◆ **Requirements**
Turn every line of the records below into a numbered list, and leave out any blank lines.

— start Available data —

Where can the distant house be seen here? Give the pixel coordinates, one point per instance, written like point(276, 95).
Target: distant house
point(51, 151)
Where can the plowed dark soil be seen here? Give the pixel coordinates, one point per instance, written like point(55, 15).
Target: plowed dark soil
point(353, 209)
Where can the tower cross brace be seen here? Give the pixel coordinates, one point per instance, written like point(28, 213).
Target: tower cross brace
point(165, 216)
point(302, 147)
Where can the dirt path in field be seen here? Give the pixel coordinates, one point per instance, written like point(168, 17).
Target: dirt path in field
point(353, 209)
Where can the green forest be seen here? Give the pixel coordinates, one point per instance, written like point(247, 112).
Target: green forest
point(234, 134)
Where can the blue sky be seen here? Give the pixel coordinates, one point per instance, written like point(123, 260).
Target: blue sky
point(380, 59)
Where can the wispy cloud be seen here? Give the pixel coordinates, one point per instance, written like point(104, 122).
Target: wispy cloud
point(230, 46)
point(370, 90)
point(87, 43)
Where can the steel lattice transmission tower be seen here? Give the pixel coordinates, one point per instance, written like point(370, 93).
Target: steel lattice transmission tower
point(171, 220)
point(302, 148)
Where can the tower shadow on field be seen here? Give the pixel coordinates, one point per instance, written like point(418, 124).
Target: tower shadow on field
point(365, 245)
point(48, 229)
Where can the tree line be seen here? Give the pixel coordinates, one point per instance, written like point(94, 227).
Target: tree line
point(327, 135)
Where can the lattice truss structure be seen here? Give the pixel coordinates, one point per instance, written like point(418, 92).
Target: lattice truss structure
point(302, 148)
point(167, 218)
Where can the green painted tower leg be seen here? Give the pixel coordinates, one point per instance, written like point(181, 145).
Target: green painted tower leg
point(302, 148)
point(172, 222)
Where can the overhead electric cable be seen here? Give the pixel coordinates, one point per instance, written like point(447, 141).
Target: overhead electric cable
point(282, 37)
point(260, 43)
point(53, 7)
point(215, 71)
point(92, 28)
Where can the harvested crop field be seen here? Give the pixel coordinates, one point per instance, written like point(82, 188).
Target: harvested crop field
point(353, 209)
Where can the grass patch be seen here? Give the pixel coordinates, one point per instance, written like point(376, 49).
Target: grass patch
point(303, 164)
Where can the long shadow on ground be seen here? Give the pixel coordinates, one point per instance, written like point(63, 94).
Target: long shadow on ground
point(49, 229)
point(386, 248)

— end Available data —

◆ **The solution**
1. Where can the distant house be seen here? Give the pixel coordinates, one point per instance, written like point(276, 95).
2. Target: distant house
3. point(51, 151)
4. Where can the plowed dark soil be seen here? Give the pixel coordinates, one point per instance, written like point(55, 15).
5. Target: plowed dark soil
6. point(353, 209)
7. Where can the tower cross brace be seen here? Give the pixel coordinates, one point per instance, written like point(28, 213).
8. Target: tower cross brace
9. point(165, 216)
10. point(302, 147)
11. Where can the dirt path in field be seen here? Give the pixel coordinates, one point per instance, written like point(168, 17).
12. Target: dirt path in field
13. point(353, 209)
14. Where can the green forest be seen here? Give the pixel coordinates, one point per instance, written like point(247, 112).
15. Target: green forest
16. point(234, 134)
17. Where can the blue sky be seen here? Give the pixel coordinates, one point per instance, written like point(123, 260).
18. Target: blue sky
19. point(380, 59)
20. Where can the wispy cloud be seen here? Give the pixel coordinates, one point per instance, written like point(104, 122).
21. Target: wispy cloud
22. point(230, 46)
23. point(370, 90)
24. point(87, 43)
25. Where can the steel lattice transmission tower be seen here? Give the pixel coordinates, one point per instance, written like point(370, 93).
26. Target: steel lattice transmission tower
27. point(171, 220)
28. point(302, 148)
29. Where can the tower shadow on field be seen here? Give the pixel coordinates, one point per instance, written like point(418, 124).
30. Target: tower shadow on field
31. point(365, 245)
32. point(48, 229)
33. Where can the tree line be seen here? Give the pixel coordinates, one point per instance, written like point(94, 227).
34. Target: tree line
35. point(327, 135)
36. Where can the lattice truss structure be seen here? Give the pixel coordinates, one point per instance, written like point(418, 92).
37. Target: lattice truss structure
38. point(302, 148)
39. point(167, 218)
40. Where can the green painted tower leg be seen here? Give the pixel coordinates, one point per instance, written like point(181, 145).
41. Target: green painted tower leg
42. point(302, 148)
43. point(172, 222)
44. Where can the overhead electric cable be seen here? Give the pixel coordinates, one point per instance, written like point(447, 141).
45. Target: overhead electric cable
46. point(282, 37)
47. point(260, 43)
48. point(53, 7)
49. point(215, 71)
50. point(92, 28)
51. Where can the harvested crop field be seen here? Give the pixel coordinates, one point per instance, written like point(82, 188).
52. Target: harvested crop field
53. point(353, 209)
54. Where can the grass patch be seen here? Give the pixel coordinates, one point per instance, written like point(376, 49).
55. Target: grass patch
56. point(303, 164)
57. Where can the long shadow on ground be seen here? Give the pixel coordinates, one point per instance, written like point(63, 94).
58. Target: long shadow on ground
59. point(49, 229)
60. point(386, 248)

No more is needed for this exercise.